(Extracted data entries)
* * * * * * *

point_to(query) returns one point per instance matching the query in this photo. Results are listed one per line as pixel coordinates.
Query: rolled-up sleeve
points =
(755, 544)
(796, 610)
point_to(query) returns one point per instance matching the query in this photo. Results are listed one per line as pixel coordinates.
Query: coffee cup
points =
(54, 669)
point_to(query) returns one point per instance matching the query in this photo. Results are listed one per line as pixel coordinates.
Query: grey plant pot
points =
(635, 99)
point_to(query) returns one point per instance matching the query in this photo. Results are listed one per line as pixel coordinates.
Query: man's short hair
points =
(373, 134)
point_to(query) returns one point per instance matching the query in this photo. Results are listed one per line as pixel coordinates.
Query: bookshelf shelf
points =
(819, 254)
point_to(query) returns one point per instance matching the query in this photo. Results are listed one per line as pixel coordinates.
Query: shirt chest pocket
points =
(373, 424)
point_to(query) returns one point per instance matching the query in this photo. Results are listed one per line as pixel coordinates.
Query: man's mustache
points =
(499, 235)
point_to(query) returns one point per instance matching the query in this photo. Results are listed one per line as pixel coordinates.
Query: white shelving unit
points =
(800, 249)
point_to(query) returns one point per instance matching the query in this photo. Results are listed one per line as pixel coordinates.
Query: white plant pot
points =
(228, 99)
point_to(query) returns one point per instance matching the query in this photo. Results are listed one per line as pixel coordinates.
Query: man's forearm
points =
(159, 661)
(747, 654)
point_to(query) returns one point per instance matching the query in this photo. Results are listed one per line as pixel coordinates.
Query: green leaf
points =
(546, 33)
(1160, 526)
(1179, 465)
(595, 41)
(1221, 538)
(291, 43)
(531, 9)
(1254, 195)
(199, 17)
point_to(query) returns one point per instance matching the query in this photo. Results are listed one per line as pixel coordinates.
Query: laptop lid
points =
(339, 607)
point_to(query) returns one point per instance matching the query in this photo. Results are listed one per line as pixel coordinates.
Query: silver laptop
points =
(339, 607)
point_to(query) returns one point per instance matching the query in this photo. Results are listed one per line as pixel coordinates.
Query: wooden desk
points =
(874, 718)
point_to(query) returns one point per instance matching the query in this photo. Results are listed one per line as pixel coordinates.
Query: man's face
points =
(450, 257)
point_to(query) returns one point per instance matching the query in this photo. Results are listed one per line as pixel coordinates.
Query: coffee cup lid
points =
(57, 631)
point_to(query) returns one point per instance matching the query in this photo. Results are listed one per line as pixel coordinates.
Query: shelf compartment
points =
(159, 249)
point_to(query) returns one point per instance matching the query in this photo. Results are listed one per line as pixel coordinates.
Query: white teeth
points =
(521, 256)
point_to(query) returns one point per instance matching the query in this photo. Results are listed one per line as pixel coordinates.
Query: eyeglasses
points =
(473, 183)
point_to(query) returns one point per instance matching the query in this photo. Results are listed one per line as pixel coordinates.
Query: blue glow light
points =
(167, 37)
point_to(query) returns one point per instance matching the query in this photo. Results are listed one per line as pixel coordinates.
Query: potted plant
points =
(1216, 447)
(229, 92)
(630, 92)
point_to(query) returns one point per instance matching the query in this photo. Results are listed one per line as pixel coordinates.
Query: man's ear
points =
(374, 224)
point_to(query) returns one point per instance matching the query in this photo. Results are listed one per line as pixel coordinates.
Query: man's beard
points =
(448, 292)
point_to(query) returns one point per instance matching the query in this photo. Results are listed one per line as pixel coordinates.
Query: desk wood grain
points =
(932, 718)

* * * * * * *

Your instructions
Copy the data above exactly. Every line must be included.

Written solution
point_to(query) returns one point per instance matching the query in this photo. Results are listed one per line as pixel coordinates.
Query: rolled-up sleeve
points =
(755, 544)
(796, 610)
point_to(query) returns one point per instance matching the query in this photo. Results are listed one per line as pixel coordinates.
Query: coffee cup
points =
(54, 669)
point_to(query) returns one point per instance matching the query in this photo. Results are listed one per line as pixel coordinates.
Query: grey plant pot
points =
(635, 99)
point_to(query) returns one point per instance matching the query in this photo. Results are listed one per line as pixel coordinates.
Query: man's short hair
points =
(373, 134)
point_to(query) returns one point per instance matching the query in this photo. Results are listed one per line as pixel coordinates.
Query: bookshelf shelf
points =
(819, 254)
point_to(query) returns one point per instance matching the query in this photo. Results are listed one per line as pixel coordinates.
Query: shirt chest pocket
points =
(373, 424)
point_to(query) returns one point per instance matching the query in this photo. Results are listed one per line as pixel coordinates.
Query: man's mustache
points =
(499, 235)
point_to(query) returns one point per instance matching the query in this photo. Results are listed one per line as pixel coordinates.
Query: white shelving unit
points =
(800, 249)
point_to(query) returns one point per instance matching the query in this photo. Results are listed one per line as pixel coordinates.
Query: white plant pot
points =
(228, 99)
point_to(query) returns one point per instance matching the query in this photo. Results are listed one per line as pixel coordinates.
Query: man's forearm
points =
(159, 661)
(747, 654)
point_to(query) returns one point per instance matching the query in this photo. Results are listed one per line as pixel coordinates.
Query: green leaf
points =
(546, 33)
(1160, 526)
(1179, 465)
(595, 41)
(1221, 538)
(291, 43)
(531, 9)
(1254, 195)
(199, 17)
point_to(query) returns one point per instance matching the query in this photo. Results are listed one per line as pixel coordinates.
Query: laptop lid
points =
(339, 607)
point_to(query) returns one point per instance matching the query in this photo. Results are listed one per line as pixel coordinates.
Query: silver laptop
points =
(339, 607)
point_to(query) returns one point per instance matching the query in this photo. Results are listed one per line as pixel coordinates.
Query: wooden desk
points =
(874, 718)
point_to(query) returns one point per instance matching the query in this photo. Results are listed one per line as pixel coordinates.
Query: man's face
points =
(450, 257)
point_to(query) returns one point per instance matching the query in this photo. Results are listed one per line as pixel coordinates.
Query: coffee cup lid
points =
(57, 631)
point_to(query) returns one point per instance matching the query in this photo. Results are listed one per line as pixel coordinates.
Query: shelf compartment
points =
(159, 249)
point_to(query) returns one point per instance matching the query in this photo. Results are listed one per line as pixel coordinates.
Query: white teeth
points =
(521, 256)
point_to(query) returns one point per instance matching the query in this photo. Results are listed one per line as pixel coordinates.
Query: eyeglasses
points =
(473, 183)
point_to(query) returns one point per instance matching the query in this photo. Results are listed one per line as pixel coordinates.
Query: blue glow light
points =
(167, 37)
point_to(query) returns one point per instance matching the query in this photo. Results are listed one per line as pixel coordinates.
Query: potted plant
points =
(1216, 447)
(229, 92)
(630, 92)
point_to(query) returns one point per instance matching the query in this photo. Results are listed one per line as pixel coordinates.
Query: man's ear
points =
(374, 224)
point_to(query) returns one point per instance matching the query in this photo. Results are listed one per line as pixel coordinates.
Query: man's beard
points =
(448, 292)
point_to(query) returns one point per instance matching the query in this photo. Results are listed one per line as pixel coordinates.
Query: desk wood grain
points =
(932, 718)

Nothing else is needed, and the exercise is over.